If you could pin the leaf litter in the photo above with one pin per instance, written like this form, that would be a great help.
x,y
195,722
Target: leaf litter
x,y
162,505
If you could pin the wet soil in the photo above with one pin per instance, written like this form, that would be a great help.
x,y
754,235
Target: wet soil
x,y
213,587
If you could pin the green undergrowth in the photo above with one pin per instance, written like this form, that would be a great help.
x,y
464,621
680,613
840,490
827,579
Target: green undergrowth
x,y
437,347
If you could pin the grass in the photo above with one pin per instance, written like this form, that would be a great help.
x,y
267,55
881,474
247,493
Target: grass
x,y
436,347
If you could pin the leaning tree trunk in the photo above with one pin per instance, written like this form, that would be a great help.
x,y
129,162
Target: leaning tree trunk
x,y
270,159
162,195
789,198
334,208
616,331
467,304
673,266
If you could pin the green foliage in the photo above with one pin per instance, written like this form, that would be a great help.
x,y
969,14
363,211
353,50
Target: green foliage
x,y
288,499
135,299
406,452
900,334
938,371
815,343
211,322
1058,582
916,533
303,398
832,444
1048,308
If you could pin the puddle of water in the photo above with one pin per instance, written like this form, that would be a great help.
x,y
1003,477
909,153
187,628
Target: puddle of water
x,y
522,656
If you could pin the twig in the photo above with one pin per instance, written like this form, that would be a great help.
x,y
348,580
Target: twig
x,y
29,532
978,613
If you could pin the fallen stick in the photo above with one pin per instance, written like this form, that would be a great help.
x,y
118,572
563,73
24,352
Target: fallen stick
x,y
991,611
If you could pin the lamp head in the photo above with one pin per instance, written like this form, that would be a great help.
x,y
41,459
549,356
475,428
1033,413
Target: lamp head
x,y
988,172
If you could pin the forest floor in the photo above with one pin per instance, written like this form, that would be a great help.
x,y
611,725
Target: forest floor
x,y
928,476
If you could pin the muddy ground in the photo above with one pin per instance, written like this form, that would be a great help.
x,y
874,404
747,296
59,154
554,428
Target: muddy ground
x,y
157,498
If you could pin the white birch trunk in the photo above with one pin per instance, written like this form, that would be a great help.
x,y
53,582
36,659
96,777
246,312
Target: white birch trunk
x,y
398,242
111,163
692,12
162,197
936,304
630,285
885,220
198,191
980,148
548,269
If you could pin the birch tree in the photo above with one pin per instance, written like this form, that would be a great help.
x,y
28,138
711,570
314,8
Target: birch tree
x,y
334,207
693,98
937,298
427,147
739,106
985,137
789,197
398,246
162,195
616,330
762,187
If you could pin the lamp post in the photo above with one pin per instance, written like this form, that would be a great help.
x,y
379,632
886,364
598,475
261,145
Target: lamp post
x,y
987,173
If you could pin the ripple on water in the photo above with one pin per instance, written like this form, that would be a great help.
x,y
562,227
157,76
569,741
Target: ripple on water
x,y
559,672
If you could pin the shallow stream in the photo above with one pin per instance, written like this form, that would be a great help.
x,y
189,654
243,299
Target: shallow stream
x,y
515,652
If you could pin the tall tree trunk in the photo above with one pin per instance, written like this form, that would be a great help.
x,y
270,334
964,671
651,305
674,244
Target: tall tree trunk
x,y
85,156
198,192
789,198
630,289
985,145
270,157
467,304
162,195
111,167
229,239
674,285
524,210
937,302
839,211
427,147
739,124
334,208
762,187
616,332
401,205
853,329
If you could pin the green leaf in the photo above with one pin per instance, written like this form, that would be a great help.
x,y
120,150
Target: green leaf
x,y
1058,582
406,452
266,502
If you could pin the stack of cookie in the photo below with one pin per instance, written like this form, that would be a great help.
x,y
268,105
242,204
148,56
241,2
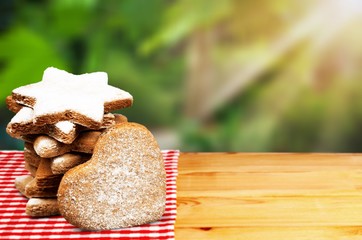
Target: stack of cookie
x,y
60,119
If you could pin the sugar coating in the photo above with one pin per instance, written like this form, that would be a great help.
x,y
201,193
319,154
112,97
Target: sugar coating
x,y
122,185
60,91
25,115
65,126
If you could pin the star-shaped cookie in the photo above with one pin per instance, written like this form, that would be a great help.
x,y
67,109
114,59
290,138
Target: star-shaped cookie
x,y
81,99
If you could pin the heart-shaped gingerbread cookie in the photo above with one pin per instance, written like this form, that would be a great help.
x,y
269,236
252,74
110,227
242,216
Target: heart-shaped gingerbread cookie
x,y
122,185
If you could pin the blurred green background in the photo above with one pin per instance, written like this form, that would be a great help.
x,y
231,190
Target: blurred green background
x,y
206,75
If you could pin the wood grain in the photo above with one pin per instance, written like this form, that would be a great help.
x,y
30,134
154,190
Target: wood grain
x,y
269,196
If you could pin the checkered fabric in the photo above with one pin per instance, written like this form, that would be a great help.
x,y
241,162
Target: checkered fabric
x,y
15,224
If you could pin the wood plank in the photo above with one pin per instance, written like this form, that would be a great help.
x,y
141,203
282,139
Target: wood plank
x,y
279,233
269,196
269,211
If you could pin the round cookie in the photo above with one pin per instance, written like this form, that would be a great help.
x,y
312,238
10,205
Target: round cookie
x,y
122,185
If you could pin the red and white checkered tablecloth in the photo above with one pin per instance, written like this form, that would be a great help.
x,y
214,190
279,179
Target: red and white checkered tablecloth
x,y
15,224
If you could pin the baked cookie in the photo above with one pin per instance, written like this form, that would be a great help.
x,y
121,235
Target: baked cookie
x,y
122,185
62,96
22,127
42,207
21,182
62,163
48,147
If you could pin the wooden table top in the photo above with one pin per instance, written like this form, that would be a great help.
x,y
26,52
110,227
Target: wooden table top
x,y
269,196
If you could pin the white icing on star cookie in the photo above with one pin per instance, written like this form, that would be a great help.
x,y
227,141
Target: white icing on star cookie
x,y
81,99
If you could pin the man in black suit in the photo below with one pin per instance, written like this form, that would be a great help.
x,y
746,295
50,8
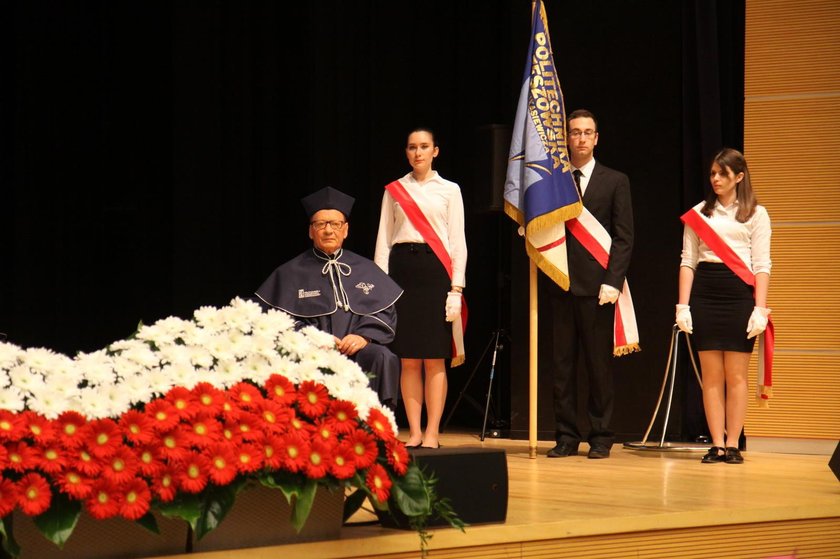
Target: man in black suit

## Task prompt
Repeat, exactly and in full, all records above, but include no pictures.

## Solution to this problem
If you could pin the leaf litter in the photo above with one pin per instance, written like this form, that would be a great help.
x,y
195,722
Target: leaf litter
x,y
162,505
If you could pin the wet soil in the photo above with one pin per instance, written like this form, that would be a great help.
x,y
754,235
Target: wet soil
x,y
213,587
If you could pin the green undergrowth in the photo above with one pin per instance, written like this form, that would be a great help.
x,y
464,621
680,613
840,490
827,579
Target: green undergrowth
x,y
437,347
If you could pin the grass in the photo above with one pin per instance, written like this form, that would be a great help.
x,y
267,55
881,474
247,493
Target: grass
x,y
436,347
If you could pin the leaning tree trunk in the photo above with one pin per instance, written like this form, that would be a great help.
x,y
129,162
Target: leaning tree trunk
x,y
270,159
162,195
789,198
334,208
616,331
467,304
673,266
If you could pin the green foliage in the photo above with one pin per instance, written like this form, that would be a great help.
x,y
969,14
363,211
353,50
Target: green foliage
x,y
288,499
135,299
406,452
900,334
938,371
815,343
211,322
1058,582
916,533
303,398
832,444
1048,308
If you could pin the puddle of water in the photo above with one pin per instance, written like this form, that would be a great help.
x,y
1003,477
909,153
187,628
Target: puddle of water
x,y
522,656
If you could pin the twig in the photo above with one pin per instance, written like this form, that would be a great help.
x,y
348,580
Target: twig
x,y
29,532
978,613
If you could pin the fallen stick in the photo above with one pin per instance, written like this form, that would be a great help.
x,y
118,572
563,73
24,352
Target: fallen stick
x,y
991,611
If you could pin the lamp head in the photo above with one pin per instance, written like this form, that would be a great help.
x,y
41,459
549,356
475,428
1033,413
Target: lamp head
x,y
988,172
If you could pin the forest floor in the photo above with one pin per instance, written like this form, that would be a great help.
x,y
611,725
Target: forest floor
x,y
928,476
If you could pin the muddy ground in the photo above with one pin per instance, written like this form, that would be a great help.
x,y
874,404
747,296
59,154
554,428
Target: muddy ground
x,y
157,498
If you could pin the white birch trunk in the photo above with one pin per instance, written like this form, that would be a great help.
x,y
53,582
36,659
96,777
246,312
Target: white birch trunk
x,y
398,242
111,163
692,12
162,197
936,304
630,285
885,220
198,191
980,148
548,269
If you could pin the birch tree in the photo above with one pin per instance, written like this form, that would be a great help.
x,y
28,138
711,570
314,8
Target: birch tree
x,y
334,207
693,98
937,298
427,147
739,106
985,137
789,197
398,246
162,195
616,330
762,187
If you could pin the lamp post in the photo above with one pin per instance, written like this form, that would be a great help.
x,y
379,632
886,364
598,475
261,145
Target: lamp post
x,y
987,173
If you could pin the ripple on water in the photo above with one pin per instance, written like this form, that would be a great help.
x,y
562,227
157,76
569,741
Target: ripple on water
x,y
559,672
If you could pin the shallow stream in the photo above with one pin per instance, written like this form, that would be a great help.
x,y
189,654
243,299
Target: shallow stream
x,y
515,652
If you could pin the tall tree trunk in the photo above with one pin per instance, written like this form, that would be a great help.
x,y
270,334
964,671
651,305
674,244
Target: tall tree trunk
x,y
85,156
198,192
789,198
630,289
985,145
270,157
467,304
162,195
111,167
229,239
674,285
524,210
937,302
839,211
427,147
739,124
334,208
762,187
616,332
401,205
853,329
If you could pin the green leaf in the photo above with one pin per instance, written like this form, that would be a great help.
x,y
120,150
Target: green leaf
x,y
1058,582
406,452
266,502
If you could pin the stack of cookie in the photo below with one pin per instance, written like this form, that would be a great help.
x,y
268,105
242,204
148,56
241,2
Target: stack of cookie
x,y
60,119
If you could pin the sugar coating in the photo above with one pin per instance, written like this form, that would be a great help.
x,y
201,193
319,154
112,97
Target: sugar coating
x,y
122,185
60,91
25,115
65,126
If you could pin the star-shaped cookie in the photo above with one pin per instance, written like this form, that would be a great help.
x,y
67,109
114,59
290,138
Target: star-shaped cookie
x,y
81,99
If you could pin the heart-shaped gingerbread cookie in the photo above with one pin per instance, written like this form, that would be a great help.
x,y
269,236
252,74
110,227
242,216
Target: heart-shaped gingerbread cookie
x,y
122,185
If you could pin the blurred green background in the photo above with one pin per instance, written like this form, that would be a great help.
x,y
231,190
Target: blurred green background
x,y
206,75
If you could pin the wood grain in the photo above with one pin per instance, written like this form, that would be a great help.
x,y
30,134
154,190
Target: wood grain
x,y
269,196
If you could pin the checkered fabric in the photo above with one pin per instance, written like this form, that would be a great help.
x,y
241,162
Target: checkered fabric
x,y
15,224
If you could pin the wood plank in the photo above with one pin per instance, written like this form, that would be a great help.
x,y
141,203
282,139
Target: wood plank
x,y
279,233
269,196
269,211
If you could pin the round cookie in the photo above with one pin per instance, written like this form, that would be a great help.
x,y
312,238
10,205
Target: round cookie
x,y
122,185
If you could pin the red and white checkered tablecloth in the photo above with one pin per instance, written like this form, that would be a great help.
x,y
214,190
279,179
Target: red and white checkered tablecloth
x,y
15,224
If you could pin the baked cookie in the photo above with one pin per instance, written like this form, that would be a great help.
x,y
121,235
Target: baked cookie
x,y
122,185
62,96
22,127
42,207
21,182
62,163
48,147
If you could pin the wooden table top in the photo above with one pin per instance, written like this form, that would be a great help.
x,y
26,52
110,227
Target: wooden table top
x,y
269,196
If you could pin the white icing on star cookie in the photo above with one pin per instance, written like this form, that would be a great help.
x,y
227,141
Target: white icing on star cookie
x,y
81,99
If you could pin the man in black suit in the photo below with one pin per instance, written like this form, that would be a great help.
x,y
746,295
50,8
Target: man in black suit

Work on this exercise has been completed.